-------- Dataset entries --------

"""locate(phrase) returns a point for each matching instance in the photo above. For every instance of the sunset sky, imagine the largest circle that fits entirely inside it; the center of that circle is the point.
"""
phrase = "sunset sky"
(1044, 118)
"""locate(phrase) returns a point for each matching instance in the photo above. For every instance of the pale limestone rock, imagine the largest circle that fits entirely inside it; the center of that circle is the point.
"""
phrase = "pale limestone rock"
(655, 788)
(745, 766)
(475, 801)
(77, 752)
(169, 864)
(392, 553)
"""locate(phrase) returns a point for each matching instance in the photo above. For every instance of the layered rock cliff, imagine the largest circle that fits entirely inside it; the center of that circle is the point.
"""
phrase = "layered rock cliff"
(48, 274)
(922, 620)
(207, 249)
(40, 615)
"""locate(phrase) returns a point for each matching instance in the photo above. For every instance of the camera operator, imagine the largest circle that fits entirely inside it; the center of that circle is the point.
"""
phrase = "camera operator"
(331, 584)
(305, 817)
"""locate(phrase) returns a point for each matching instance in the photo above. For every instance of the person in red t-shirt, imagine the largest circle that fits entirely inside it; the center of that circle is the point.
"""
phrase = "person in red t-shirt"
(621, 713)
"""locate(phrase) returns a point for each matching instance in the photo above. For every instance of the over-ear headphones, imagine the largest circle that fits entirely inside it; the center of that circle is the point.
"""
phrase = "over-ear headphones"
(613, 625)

--------
-------- Dataset entries --------

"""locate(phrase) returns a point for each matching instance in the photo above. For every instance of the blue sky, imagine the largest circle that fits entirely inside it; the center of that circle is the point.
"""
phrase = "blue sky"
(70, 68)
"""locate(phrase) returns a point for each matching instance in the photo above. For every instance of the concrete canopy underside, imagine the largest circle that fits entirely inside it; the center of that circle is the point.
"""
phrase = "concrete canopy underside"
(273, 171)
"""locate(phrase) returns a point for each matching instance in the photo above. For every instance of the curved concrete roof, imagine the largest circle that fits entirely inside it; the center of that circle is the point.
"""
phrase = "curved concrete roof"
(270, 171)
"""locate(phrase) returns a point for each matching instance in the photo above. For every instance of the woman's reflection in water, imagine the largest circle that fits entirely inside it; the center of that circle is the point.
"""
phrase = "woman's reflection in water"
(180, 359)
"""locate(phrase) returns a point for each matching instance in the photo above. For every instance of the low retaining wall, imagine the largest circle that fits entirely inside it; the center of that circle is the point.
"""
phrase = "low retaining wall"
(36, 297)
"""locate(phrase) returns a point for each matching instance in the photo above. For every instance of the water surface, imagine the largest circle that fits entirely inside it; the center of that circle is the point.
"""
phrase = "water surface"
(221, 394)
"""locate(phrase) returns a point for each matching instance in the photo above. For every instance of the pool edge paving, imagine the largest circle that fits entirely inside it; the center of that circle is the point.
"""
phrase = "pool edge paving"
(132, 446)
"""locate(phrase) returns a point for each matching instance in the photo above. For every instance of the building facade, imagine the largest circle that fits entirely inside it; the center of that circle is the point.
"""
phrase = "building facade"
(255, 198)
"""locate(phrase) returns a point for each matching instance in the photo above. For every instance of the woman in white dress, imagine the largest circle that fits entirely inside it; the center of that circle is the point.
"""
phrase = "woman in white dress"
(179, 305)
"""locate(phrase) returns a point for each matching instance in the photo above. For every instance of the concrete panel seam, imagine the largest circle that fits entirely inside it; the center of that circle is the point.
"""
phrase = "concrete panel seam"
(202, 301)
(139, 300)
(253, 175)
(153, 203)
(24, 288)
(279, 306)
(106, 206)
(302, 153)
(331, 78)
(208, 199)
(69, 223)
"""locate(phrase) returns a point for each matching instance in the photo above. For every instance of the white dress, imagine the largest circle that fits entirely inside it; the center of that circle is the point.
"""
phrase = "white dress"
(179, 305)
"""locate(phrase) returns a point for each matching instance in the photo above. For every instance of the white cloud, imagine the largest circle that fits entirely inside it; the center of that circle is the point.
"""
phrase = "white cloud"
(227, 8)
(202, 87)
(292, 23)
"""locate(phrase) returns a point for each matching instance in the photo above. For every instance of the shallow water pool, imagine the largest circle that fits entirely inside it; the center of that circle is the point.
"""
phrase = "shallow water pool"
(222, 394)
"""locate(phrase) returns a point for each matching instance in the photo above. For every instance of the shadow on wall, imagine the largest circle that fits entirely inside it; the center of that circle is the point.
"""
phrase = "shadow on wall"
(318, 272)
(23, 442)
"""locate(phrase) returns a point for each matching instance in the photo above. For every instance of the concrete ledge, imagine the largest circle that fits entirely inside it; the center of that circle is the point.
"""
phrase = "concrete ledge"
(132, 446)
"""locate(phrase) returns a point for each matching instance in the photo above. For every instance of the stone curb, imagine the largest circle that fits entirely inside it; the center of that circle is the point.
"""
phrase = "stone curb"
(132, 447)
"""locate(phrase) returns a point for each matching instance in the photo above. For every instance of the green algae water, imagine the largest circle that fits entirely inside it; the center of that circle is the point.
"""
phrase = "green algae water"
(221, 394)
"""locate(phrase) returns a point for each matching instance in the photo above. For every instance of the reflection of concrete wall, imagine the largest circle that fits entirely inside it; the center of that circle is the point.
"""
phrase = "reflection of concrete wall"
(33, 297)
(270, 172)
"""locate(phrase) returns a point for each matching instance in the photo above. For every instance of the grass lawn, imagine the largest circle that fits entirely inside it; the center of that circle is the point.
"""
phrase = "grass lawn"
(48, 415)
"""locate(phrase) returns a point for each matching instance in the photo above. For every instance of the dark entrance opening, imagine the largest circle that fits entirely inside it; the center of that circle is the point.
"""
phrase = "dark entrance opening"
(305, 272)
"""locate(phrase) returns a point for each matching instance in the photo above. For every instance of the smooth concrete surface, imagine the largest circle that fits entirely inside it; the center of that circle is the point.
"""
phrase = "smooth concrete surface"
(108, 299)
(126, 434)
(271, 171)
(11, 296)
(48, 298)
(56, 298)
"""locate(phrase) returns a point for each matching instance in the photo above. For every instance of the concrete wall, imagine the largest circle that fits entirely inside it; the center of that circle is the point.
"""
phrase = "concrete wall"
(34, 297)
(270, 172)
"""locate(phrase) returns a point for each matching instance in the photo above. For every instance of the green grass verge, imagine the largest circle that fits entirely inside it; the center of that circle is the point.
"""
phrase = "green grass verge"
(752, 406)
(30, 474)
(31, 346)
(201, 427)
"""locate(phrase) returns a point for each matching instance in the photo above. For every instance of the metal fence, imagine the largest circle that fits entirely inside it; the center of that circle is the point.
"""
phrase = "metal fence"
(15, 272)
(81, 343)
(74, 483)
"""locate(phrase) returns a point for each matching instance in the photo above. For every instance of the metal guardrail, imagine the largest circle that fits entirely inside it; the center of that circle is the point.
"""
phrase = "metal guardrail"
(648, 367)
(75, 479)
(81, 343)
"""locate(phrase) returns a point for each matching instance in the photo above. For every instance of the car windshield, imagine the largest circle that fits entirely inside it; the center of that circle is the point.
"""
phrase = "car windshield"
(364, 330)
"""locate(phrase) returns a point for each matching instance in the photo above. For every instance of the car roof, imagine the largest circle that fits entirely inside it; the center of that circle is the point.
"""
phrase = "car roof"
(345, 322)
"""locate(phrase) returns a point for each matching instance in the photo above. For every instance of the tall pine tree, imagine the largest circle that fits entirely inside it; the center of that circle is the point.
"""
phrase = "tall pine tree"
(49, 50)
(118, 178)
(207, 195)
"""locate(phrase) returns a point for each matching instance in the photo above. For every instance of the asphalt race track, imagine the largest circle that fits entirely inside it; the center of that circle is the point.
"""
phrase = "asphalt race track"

--------
-------- Dataset entries --------

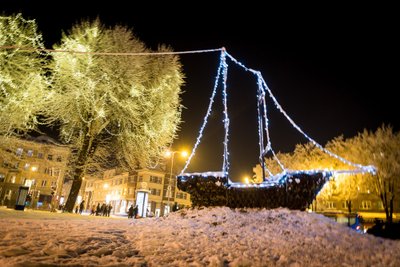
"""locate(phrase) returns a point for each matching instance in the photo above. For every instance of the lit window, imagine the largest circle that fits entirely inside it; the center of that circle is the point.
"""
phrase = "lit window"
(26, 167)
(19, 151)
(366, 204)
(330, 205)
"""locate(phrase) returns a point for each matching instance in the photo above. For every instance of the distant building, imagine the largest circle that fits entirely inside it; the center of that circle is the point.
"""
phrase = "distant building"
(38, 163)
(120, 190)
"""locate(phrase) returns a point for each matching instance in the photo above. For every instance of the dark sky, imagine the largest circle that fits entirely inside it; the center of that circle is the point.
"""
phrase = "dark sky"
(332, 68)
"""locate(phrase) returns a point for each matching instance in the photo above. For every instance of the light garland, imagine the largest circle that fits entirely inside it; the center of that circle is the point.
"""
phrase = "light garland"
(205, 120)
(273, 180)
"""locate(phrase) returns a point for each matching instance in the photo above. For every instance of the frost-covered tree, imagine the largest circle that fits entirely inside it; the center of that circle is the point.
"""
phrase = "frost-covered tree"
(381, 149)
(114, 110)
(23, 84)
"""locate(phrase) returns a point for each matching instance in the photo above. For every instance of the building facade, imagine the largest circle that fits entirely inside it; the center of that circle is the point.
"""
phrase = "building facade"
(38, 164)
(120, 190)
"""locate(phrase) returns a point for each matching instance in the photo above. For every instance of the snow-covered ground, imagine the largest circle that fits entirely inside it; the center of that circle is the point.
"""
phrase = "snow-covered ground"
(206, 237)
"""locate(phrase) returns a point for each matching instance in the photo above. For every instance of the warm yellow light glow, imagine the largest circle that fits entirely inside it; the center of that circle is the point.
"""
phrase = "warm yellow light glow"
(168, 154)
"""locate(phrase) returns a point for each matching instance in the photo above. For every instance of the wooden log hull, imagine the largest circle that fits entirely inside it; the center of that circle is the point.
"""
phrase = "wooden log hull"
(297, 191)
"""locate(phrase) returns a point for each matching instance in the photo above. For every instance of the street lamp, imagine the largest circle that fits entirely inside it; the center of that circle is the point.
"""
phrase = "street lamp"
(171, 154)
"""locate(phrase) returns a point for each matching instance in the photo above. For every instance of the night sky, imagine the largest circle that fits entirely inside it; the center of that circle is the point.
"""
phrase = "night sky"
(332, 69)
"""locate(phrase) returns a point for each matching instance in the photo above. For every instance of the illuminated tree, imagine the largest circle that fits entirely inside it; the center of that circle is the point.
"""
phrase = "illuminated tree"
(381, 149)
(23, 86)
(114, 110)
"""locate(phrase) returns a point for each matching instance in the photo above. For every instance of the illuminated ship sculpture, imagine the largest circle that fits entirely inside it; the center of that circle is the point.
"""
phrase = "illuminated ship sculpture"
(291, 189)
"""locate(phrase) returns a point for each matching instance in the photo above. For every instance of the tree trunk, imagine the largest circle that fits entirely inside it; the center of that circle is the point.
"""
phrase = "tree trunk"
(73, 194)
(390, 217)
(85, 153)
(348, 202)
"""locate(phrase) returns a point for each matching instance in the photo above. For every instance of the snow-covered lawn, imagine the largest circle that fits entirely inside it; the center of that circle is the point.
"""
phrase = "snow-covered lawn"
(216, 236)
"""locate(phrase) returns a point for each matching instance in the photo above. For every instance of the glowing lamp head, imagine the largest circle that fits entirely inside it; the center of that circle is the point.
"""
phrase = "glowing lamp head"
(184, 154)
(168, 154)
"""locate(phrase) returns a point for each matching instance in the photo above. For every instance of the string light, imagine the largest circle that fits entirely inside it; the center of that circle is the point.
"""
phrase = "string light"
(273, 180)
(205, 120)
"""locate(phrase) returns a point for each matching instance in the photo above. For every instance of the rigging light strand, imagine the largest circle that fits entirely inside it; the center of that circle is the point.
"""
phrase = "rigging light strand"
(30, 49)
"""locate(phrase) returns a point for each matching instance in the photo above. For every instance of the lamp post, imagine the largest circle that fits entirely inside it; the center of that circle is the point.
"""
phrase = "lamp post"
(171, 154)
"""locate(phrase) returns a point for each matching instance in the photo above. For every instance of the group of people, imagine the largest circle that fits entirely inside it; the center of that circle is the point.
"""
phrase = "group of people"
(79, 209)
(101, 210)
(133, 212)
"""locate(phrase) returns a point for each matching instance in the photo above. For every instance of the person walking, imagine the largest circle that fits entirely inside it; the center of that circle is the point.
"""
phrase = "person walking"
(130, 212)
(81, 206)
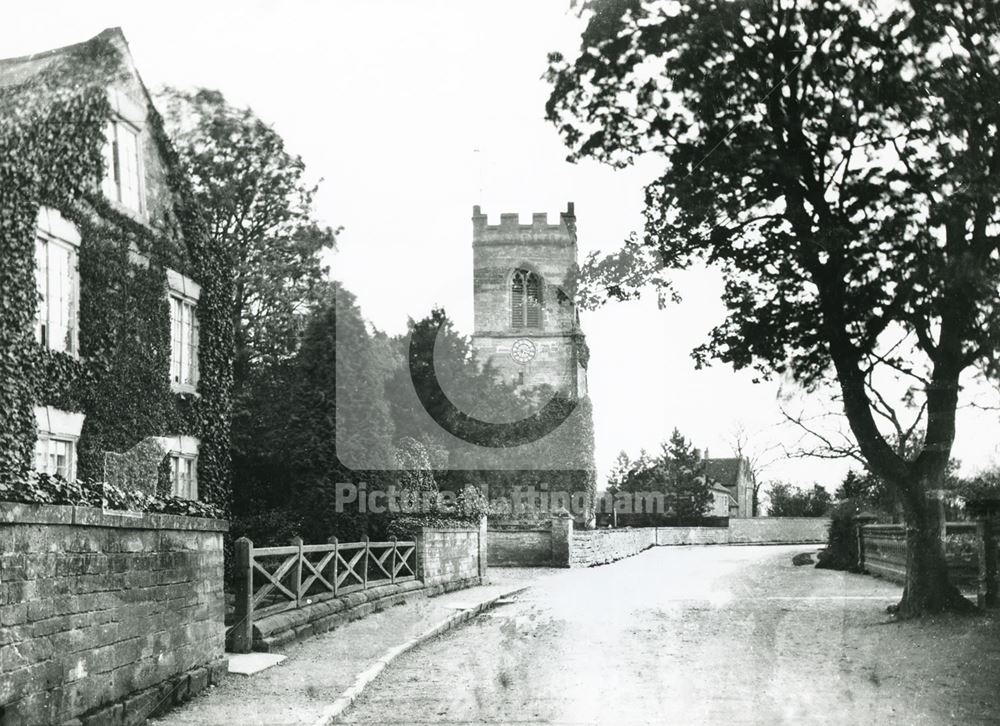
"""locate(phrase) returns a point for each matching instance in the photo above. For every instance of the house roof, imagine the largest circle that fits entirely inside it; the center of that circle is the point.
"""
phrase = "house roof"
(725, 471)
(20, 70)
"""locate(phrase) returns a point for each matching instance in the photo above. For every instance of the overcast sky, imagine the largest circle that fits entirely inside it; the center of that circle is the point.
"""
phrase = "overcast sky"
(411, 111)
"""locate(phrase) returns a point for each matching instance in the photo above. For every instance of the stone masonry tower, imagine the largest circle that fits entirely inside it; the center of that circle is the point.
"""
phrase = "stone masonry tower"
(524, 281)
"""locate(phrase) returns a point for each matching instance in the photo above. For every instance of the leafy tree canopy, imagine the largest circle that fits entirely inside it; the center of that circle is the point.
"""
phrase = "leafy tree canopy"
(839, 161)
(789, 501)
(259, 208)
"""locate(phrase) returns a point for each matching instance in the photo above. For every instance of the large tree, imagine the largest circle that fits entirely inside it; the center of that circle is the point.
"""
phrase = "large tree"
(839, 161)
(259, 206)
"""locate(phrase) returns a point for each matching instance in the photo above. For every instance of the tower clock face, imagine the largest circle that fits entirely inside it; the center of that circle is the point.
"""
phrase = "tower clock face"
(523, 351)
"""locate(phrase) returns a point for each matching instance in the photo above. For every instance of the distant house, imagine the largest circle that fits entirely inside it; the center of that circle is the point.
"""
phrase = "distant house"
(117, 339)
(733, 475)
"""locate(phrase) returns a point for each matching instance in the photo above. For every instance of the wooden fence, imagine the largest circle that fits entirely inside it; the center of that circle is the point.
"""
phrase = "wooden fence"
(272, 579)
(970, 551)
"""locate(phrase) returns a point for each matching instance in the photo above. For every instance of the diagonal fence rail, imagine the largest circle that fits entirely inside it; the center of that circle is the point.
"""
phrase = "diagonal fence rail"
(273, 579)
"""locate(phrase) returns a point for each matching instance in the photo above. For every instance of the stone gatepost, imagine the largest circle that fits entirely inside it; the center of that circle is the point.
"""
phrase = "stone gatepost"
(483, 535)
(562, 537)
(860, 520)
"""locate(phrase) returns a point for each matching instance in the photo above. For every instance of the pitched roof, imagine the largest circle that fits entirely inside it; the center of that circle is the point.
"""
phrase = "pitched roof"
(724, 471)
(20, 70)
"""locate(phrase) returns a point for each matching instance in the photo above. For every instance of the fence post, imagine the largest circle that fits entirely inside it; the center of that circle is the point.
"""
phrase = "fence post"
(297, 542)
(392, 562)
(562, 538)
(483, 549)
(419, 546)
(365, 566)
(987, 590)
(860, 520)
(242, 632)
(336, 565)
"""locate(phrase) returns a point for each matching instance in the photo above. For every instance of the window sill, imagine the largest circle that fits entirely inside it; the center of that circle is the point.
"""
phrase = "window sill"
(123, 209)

--------

Find every line in the records above that contains the word "dark" and copy each one, treating uppercase and lowercase as different.

The solution:
"""locate(phrase) returns a point for each matching instance in the photo above. For every instance of the dark entrance opening, imagine the largest circle that fits entirely inside it; the center of that circle is the point.
phrase = "dark entrance opening"
"""locate(phrase) returns a point for each matching instance in the photo above. For every instance of the dark sky, imagine the largest circle that fits entirely inside it; the center of that circle is the point.
phrase = "dark sky"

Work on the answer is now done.